◆ **Задание A**:
Ответьте по исходному тексту на вопросы:
(i) Какую неактуальную вещь, согласно цитате о «ботанике», он говорил на общих собраниях?
(ii) На каком году революции, согласно цитате, скучает звягинская женка?
(iii) С кем и куда был послан доктор в рассказе «Доктор медицины»?
◆ **Задание B**: Воспроизведите дословно фрагмент исходного текста, который открывается словами «Противно — почему?» и завершается словами «та, прежняя жизнь.».

◆ **Исходный текст**:
----

Кто же такой “ботаник” по Зощенко? Один из “дряблых меланхоликов и беспочвенных интеллигентов, утомленных своим средним образованием”: “Это был форменный меланхолик. И простой, пролетарской душе глядеть на него было то есть совершенно, абсолютно невыносимо. Он выпивать не любил, физкультурой не занимался и на общих собраниях под общий смех говорил все неактуальные вещи: дескать, например, мусор во дворе пахнет...” Глядеть на такого ботаника невыносимо! Это лейтмотив многих и многих рассказов Зощенко. Вспомним интеллигентную даму из рассказа “Дама с цветами” “...это была поэтическая особа, способная целый день нюхать цветки и настурции или сидеть на бережку и глядеть вдаль, как будто там чего-нибудь имеется определенное — фрукты или ливерная колбаса”. Отметим, что далее героине ставится в вину, опять-таки нежелание заниматься физкультурой. И вновь та же модель: описав возвышенные чувства (“И чего-то ей щебечет, воздушные поцелуи с парохода посылает”) — завершает: “Одним словом, противно глядеть”.

Противно — почему? Потому что сегодня нужно жить иными интересами. Потому что время решительно изменилось. Потому что: “Теноров нынче нету!” Ссылка на время, эпоху постоянна: “А звягинская женка натурально в это время скучает. И это, представьте себе, на восьмом году революции”. Или: “У них драка возникла на любовной подкладке. Они просто, скажем грубо, не поделили между собой бабу! На этом году революции они не поделили бабу! Это ж прямо анекдот”. Итак, интеллигент прежде всего человек, не вписывающийся в эпоху, человек на восьмом году революции живущий так, как будто все еще продолжается та, прежняя жизнь.

Не все интеллигенты так уж плохи: некоторые могут приносить и пользу. Впрочем, похвала им стоит хулы. Попадаются приличные люди, но оправдание их — оправдание от противного, оно звучит еще более едкой насмешкой над интеллигенцией в целом. В рассказе “Доктор медицины”; “затюканный интеллигенток... сразу видать — человек не знаком с физкультурой и вообще, видать, редко посещает общие собрания” (претензии все те же: асоциальность, неспортивность, не пьет). Однако оказывается он не мешочником, как подозревали, а действительно доктором, посланным с ударной бригадой (что особо важно) в колхоз. Его отпускают. Финал: дежурный с агентом, заподозрившие доктора, рассуждают о том (мнение автора): “что, конечно, и среди этой классовой прослойки — не все сукины дети”.

----

◆ **Предоставленные данные**:
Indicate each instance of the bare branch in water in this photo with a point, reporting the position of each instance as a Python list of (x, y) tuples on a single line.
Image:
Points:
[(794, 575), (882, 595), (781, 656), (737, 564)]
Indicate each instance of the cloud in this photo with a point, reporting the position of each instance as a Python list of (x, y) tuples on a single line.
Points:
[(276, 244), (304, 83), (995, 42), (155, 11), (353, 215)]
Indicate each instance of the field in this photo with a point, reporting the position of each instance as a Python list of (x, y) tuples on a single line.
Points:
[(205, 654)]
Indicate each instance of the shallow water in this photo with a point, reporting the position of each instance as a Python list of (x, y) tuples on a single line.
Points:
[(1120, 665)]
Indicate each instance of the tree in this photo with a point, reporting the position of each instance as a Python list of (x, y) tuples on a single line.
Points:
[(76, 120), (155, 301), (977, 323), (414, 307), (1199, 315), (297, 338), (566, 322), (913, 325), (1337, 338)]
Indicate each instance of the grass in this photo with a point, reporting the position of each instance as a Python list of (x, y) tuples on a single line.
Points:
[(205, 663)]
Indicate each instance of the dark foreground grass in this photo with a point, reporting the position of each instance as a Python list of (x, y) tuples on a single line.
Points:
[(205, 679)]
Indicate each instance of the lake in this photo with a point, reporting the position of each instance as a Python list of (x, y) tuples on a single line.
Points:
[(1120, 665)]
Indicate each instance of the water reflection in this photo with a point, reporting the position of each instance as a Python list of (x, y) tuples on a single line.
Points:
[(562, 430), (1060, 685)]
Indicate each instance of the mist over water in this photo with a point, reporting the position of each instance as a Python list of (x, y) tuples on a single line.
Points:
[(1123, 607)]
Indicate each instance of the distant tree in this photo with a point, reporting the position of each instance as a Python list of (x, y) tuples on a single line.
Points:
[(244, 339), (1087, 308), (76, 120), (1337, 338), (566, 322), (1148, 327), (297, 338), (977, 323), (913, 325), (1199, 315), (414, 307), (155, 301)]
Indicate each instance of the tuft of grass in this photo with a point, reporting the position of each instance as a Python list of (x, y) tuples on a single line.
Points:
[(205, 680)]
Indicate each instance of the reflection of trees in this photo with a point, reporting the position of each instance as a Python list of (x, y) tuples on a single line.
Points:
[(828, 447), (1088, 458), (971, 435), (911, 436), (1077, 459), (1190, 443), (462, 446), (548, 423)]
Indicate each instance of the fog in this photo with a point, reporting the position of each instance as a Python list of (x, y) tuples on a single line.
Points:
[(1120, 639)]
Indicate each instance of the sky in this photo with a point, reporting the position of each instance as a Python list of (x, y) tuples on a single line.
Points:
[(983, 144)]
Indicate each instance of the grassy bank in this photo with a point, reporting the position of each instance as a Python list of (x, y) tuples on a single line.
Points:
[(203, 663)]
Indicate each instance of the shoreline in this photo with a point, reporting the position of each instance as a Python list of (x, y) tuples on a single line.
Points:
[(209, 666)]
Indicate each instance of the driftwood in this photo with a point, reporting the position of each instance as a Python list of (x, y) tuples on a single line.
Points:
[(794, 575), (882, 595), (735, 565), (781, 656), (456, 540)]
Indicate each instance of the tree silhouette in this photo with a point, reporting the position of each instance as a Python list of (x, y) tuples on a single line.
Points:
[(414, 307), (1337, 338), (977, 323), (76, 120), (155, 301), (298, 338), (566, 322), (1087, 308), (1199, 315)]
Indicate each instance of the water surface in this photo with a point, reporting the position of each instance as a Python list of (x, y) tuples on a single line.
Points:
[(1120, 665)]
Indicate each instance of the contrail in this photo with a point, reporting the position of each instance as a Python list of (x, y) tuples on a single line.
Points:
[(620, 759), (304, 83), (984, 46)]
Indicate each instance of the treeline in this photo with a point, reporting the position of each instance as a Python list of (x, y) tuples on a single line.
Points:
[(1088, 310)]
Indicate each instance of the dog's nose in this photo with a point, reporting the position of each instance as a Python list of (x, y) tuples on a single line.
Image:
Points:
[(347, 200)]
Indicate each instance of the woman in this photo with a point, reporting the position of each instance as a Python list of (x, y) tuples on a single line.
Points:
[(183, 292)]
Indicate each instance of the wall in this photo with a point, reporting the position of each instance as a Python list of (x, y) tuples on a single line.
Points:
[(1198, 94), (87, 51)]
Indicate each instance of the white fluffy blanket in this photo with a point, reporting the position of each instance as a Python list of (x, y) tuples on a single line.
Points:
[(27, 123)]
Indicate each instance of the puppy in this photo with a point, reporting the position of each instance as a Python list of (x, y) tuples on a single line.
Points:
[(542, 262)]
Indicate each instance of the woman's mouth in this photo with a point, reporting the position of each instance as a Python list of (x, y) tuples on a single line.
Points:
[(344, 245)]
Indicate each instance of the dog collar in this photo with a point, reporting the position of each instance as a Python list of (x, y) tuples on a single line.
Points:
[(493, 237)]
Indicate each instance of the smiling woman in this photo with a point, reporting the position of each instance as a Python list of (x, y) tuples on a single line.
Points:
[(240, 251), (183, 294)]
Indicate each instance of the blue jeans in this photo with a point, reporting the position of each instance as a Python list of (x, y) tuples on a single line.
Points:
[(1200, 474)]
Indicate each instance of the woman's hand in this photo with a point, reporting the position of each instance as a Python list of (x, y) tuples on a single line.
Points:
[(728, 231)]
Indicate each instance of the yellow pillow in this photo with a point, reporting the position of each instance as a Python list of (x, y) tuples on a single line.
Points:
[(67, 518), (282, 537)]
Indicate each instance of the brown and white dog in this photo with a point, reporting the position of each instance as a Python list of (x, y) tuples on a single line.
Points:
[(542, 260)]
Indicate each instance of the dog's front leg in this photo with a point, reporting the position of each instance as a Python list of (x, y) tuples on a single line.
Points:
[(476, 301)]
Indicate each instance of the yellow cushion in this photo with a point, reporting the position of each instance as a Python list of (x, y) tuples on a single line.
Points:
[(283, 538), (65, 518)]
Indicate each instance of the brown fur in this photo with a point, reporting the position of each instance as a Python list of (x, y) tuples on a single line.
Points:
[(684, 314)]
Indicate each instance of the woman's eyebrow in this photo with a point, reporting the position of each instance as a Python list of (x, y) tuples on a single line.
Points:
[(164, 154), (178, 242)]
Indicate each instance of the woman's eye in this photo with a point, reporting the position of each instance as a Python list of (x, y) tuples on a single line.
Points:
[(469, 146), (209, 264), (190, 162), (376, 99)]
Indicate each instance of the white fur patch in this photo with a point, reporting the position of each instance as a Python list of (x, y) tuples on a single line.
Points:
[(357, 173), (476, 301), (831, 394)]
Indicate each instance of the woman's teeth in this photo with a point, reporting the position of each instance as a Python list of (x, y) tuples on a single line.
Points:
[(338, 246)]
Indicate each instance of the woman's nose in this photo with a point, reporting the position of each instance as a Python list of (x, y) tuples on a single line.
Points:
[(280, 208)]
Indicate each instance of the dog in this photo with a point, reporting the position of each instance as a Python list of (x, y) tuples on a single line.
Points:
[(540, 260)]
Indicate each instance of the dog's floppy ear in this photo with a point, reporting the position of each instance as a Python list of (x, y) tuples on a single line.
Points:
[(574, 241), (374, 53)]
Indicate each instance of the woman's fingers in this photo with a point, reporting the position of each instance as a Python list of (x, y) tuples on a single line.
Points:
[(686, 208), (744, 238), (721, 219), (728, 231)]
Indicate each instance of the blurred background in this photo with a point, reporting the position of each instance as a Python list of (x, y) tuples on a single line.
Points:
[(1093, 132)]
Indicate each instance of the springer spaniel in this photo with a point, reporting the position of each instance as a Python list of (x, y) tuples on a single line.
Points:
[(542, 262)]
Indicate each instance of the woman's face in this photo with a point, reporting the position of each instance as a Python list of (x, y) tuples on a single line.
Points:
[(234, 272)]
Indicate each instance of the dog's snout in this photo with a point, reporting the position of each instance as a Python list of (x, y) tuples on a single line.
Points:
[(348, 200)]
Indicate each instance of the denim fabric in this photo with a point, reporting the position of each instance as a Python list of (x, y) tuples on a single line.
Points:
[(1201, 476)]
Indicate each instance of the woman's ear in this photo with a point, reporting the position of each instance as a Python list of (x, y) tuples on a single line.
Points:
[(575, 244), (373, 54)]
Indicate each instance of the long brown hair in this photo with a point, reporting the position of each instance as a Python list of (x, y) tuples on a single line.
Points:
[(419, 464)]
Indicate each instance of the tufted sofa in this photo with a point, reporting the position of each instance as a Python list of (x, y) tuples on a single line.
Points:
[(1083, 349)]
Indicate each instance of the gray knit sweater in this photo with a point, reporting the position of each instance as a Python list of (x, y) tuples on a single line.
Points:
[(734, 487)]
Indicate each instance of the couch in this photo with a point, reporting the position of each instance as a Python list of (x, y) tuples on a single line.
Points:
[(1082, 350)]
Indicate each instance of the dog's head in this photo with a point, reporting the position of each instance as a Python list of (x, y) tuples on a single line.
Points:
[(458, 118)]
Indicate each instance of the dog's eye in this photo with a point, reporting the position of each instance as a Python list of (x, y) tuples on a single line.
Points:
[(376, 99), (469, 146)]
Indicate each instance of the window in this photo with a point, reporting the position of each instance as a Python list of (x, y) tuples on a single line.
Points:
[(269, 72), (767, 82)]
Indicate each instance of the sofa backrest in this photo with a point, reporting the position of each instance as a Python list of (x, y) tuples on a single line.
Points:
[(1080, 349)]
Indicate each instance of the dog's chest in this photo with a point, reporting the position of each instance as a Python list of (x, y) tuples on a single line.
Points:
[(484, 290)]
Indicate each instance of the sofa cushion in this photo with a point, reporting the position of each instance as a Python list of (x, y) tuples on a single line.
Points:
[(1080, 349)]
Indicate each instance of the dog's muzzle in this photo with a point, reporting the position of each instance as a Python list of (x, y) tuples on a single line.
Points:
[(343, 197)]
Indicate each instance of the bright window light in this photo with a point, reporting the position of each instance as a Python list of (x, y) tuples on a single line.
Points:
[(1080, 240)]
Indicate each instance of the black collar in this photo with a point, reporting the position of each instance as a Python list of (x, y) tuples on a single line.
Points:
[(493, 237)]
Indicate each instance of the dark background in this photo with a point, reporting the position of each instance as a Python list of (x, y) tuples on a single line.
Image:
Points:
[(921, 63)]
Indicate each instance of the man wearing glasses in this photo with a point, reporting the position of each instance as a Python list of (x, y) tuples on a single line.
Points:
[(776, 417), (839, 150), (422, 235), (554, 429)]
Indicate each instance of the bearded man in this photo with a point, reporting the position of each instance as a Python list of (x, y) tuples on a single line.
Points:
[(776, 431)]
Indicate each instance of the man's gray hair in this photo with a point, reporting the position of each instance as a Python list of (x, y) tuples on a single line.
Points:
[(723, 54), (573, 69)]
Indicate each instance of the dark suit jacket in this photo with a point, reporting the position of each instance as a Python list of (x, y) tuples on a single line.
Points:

----

◆ **Результат выполнения A**:
(i) Что мусор во дворе пахнет.
(ii) На восьмом году революции.
(iii) С ударной бригадой в колхоз.

◆ **Результат выполнения B**:
Противно — почему? Потому что сегодня нужно жить иными интересами. Потому что время решительно изменилось. Потому что: “Теноров нынче нету!” Ссылка на время, эпоху постоянна: “А звягинская женка натурально в это время скучает. И это, представьте себе, на восьмом году революции”. Или: “У них драка возникла на любовной подкладке. Они просто, скажем грубо, не поделили между собой бабу! На этом году революции они не поделили бабу! Это ж прямо анекдот”. Итак, интеллигент прежде всего человек, не вписывающийся в эпоху, человек на восьмом году революции живущий так, как будто все еще продолжается та, прежняя жизнь.